▸ **Page extract**:
-.-.-

It’s been another dry week around here. The National Weather Service predicted zero precipitation, and that was what we got. Except on Thursday evening, when the sky clouded over and it suddenly started snowing. It didn’t last long, and it didn’t collect. Really all it did was get the ground wet, but after three weeks without precipitation, even that little bit was nice.
As I drove home, after the snow ended, and while the roads were still glistening, the city lights– white, blue, green, yellow, red– were reflected in the streets, and it made an average intersection in my ordinary hometown look extraordinary. It only takes a small shift in perspective to bring an extra touch of beauty into life. I always enjoy looking for it.
And speaking of beauty, I got out of work late last night and almost missed the sunset. Fortunately, the clouds were in just the right place, and the evening’s last light hung in the sky longer than I anticipated, so I made it to the park and onto the ice just in time to catch a few shots of a remarkable sunset.
Obligatory Mina Photo:
I have never had a cat that liked to snuggle very much. Not the cat my family had when I was a child, and not the two I have had as an adult. Snuggly cats are very much lacking in my life. But over the past week or so, in the morning when I am wearing my fuzzy blue bathrobe over my pajamas (on account of it being cold), I will pick Mina up, and she will knead my arm through my sleeve. ‘Making biscuits’, as cat people like to say.
I’ve taken it a step farther and laid down with her on the couch, where she will happily snuggle with me (as long as I have the fuzzy blue bathrobe on), for a few minutes before she decides that there are windows that need to be sat in, because the neighborhood isn’t going to watch itself.

-.-.-

▸ **To be done**:
1/ Rewrite everything in the passage from "As I drove home, after" down to "a remarkable sunset.", putting "riverbank" in place of "park".
2/ According to the passage, how long had it gone without precipitation before the Thursday evening snow?
3/ Summarize the passage in three sentences.

-.-.-

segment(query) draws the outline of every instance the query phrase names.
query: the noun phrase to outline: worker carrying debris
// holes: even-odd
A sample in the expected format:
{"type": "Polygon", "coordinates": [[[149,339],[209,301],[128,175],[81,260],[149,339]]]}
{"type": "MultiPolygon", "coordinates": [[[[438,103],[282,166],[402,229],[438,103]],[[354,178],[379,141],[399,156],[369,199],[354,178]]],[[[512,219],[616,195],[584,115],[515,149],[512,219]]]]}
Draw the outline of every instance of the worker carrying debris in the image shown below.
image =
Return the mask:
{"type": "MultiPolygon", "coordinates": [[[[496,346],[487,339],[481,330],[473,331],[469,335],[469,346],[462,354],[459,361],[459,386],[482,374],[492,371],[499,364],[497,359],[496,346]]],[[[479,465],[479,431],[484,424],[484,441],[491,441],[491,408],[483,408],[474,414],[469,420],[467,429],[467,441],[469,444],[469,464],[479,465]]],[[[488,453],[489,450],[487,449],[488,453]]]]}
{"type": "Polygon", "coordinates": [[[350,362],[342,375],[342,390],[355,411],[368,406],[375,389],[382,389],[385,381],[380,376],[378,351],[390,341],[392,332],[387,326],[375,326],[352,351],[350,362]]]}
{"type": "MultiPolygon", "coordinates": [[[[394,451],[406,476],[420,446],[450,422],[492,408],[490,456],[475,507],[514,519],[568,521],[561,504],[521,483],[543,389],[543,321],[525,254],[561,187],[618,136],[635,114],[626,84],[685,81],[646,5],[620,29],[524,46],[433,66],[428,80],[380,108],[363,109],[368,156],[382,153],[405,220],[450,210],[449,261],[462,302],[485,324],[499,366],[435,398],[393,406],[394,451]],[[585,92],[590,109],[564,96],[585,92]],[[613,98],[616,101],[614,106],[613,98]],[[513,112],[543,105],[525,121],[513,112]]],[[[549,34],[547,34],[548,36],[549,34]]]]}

-.-.-

▸ **Written responses**:
1/
As I drove home, after the snow ended, and while the roads were still glistening, the city lights– white, blue, green, yellow, red– were reflected in the streets, and it made an average intersection in my ordinary hometown look extraordinary. It only takes a small shift in perspective to bring an extra touch of beauty into life. I always enjoy looking for it.
And speaking of beauty, I got out of work late last night and almost missed the sunset. Fortunately, the clouds were in just the right place, and the evening’s last light hung in the sky longer than I anticipated, so I made it to the riverbank and onto the ice just in time to catch a few shots of a remarkable sunset.

2/ Three weeks.

3/ After three weeks without precipitation, a brief Thursday evening snow wet the ground, and city lights reflected in the glistening streets made an ordinary intersection look extraordinary. Despite leaving work late, the writer reached the park and the ice in time to photograph a remarkable sunset. Mina has begun kneading the writer's arm in the mornings and snuggling on the couch, as long as the fuzzy blue bathrobe is on.